— Begin —

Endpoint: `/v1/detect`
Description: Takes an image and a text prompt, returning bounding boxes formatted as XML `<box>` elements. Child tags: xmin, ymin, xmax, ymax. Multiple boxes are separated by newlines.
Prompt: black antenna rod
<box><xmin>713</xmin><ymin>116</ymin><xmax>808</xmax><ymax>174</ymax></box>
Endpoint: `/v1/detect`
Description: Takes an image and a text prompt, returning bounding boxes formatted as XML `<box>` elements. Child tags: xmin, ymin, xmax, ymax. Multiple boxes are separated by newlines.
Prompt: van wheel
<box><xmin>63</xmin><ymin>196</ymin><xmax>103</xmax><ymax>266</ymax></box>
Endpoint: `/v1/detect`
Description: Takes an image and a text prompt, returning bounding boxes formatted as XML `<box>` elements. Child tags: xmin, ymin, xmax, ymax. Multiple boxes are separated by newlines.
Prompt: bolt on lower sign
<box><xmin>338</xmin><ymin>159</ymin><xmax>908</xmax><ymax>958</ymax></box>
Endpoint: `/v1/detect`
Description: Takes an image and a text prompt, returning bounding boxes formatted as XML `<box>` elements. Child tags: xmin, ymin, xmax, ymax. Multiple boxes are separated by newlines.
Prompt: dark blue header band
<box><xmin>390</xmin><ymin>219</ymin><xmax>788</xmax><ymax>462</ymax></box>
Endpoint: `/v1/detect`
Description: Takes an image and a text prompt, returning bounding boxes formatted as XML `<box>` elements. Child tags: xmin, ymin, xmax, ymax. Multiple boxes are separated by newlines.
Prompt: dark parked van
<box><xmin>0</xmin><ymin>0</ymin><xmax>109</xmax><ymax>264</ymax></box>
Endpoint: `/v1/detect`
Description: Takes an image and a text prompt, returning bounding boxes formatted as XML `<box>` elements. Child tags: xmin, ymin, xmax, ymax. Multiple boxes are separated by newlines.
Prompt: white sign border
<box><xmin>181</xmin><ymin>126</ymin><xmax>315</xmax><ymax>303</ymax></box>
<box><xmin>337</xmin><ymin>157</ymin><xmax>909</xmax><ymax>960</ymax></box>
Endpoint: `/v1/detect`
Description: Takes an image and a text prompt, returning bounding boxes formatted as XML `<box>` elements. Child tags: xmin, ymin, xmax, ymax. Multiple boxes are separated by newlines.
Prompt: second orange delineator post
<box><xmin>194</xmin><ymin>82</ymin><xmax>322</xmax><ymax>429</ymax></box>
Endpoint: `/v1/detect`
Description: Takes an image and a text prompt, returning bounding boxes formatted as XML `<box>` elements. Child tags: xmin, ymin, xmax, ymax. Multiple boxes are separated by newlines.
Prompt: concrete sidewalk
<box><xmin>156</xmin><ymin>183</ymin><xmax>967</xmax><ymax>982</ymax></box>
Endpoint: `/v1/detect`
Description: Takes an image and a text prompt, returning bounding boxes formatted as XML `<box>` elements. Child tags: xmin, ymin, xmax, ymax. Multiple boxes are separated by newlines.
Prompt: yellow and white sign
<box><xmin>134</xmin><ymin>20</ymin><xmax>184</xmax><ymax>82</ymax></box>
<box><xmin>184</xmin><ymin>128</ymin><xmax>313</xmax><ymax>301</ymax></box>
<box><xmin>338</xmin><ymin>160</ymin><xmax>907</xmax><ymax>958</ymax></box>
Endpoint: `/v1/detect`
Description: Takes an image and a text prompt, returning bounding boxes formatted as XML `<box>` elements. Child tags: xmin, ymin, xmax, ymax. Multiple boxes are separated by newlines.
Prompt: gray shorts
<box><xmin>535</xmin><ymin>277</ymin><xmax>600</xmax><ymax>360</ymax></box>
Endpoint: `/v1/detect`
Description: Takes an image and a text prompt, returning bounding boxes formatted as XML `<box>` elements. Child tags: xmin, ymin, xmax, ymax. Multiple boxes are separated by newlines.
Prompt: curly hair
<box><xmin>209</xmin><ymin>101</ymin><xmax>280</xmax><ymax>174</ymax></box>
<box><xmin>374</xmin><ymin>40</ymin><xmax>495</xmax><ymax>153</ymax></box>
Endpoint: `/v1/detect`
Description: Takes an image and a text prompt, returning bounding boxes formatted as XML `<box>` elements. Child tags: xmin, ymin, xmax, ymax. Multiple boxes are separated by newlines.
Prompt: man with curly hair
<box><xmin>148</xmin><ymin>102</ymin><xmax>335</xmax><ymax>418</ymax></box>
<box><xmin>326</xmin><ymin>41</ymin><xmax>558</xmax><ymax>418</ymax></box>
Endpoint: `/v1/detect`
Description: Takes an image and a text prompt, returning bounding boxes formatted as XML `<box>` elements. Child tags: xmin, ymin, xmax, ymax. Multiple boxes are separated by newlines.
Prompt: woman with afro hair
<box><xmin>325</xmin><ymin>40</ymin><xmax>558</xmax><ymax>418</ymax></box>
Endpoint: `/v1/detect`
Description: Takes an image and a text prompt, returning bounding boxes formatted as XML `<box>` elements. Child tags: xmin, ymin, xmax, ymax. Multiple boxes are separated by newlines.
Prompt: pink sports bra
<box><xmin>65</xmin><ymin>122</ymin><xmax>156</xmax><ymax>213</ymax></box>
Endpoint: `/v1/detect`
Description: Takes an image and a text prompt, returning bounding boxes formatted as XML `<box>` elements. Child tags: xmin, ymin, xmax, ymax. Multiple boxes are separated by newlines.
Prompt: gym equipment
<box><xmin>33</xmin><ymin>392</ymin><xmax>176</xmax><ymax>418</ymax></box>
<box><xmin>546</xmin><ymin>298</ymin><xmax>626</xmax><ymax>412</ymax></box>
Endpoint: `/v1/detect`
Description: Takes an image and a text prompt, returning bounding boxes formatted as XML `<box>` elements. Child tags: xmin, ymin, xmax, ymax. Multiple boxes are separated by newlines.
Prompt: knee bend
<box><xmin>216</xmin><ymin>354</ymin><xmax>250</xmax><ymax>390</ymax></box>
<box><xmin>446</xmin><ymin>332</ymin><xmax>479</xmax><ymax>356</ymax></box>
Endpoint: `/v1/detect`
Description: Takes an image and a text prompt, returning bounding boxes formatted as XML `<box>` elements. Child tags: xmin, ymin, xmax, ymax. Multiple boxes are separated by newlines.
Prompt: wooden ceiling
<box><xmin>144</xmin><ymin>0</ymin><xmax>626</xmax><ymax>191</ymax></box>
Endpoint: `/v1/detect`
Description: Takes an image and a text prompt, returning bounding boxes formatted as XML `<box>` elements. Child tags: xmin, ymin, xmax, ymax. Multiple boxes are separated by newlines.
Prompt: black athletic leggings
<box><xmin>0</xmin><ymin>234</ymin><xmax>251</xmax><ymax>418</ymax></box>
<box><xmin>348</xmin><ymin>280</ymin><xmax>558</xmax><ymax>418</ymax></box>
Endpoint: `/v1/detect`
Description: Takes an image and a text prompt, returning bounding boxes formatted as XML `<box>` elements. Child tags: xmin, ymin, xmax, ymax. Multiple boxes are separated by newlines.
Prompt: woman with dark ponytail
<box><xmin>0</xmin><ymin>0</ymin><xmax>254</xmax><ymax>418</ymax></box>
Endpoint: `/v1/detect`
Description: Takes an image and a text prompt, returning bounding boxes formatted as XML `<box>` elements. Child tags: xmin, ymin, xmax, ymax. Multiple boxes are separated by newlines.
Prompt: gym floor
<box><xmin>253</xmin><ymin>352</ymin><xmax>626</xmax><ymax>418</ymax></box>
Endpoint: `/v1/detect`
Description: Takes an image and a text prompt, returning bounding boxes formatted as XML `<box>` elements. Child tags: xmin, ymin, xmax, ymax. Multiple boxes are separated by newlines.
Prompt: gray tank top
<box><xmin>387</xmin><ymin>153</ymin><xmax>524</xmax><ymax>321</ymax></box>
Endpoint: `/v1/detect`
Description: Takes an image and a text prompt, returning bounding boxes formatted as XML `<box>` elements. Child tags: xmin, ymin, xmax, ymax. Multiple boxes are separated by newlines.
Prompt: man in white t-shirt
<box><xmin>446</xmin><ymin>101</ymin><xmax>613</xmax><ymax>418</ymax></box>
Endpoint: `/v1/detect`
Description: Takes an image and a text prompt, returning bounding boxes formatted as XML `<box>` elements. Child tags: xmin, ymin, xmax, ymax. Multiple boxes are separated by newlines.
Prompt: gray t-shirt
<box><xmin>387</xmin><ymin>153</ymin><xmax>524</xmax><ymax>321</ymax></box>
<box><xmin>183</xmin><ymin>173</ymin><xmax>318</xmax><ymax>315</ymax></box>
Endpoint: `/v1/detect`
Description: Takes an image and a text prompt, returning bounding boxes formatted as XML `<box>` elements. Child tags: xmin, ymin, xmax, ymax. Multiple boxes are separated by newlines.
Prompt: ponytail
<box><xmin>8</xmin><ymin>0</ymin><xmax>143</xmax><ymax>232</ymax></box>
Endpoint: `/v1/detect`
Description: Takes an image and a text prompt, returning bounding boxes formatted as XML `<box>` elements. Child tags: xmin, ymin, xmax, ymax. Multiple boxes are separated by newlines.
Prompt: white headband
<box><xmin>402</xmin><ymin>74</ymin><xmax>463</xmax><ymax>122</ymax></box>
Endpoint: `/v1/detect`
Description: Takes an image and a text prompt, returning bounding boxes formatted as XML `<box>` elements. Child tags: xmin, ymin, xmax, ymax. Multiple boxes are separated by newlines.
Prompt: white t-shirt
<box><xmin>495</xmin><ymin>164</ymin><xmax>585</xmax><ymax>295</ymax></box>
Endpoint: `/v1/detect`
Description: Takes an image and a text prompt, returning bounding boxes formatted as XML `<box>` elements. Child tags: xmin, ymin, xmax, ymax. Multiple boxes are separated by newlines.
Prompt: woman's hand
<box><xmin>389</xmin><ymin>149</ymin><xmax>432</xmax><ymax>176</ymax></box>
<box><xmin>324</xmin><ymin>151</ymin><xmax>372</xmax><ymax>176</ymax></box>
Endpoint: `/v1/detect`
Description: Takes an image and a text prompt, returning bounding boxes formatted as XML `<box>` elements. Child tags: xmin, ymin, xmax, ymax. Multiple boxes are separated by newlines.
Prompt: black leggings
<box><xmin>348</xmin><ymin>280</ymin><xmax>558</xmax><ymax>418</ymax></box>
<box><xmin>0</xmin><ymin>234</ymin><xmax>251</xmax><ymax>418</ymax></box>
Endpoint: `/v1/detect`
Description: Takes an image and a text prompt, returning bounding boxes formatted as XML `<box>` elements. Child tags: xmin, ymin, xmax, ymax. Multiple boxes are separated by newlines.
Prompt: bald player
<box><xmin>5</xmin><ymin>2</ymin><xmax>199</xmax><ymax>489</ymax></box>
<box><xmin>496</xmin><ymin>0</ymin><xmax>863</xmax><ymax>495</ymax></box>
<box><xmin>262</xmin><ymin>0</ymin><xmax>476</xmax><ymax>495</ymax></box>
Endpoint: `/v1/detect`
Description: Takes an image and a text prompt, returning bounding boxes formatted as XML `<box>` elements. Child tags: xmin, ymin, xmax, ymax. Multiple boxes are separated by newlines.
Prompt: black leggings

— End —

## Task to complete
From the listing above, pull out every line that contains the word "black" and copy each of those lines unchanged. Matching is case-sensitive.

## Correct response
Prompt: black antenna rod
Prompt: black athletic leggings
Prompt: black leggings
Prompt: black leggings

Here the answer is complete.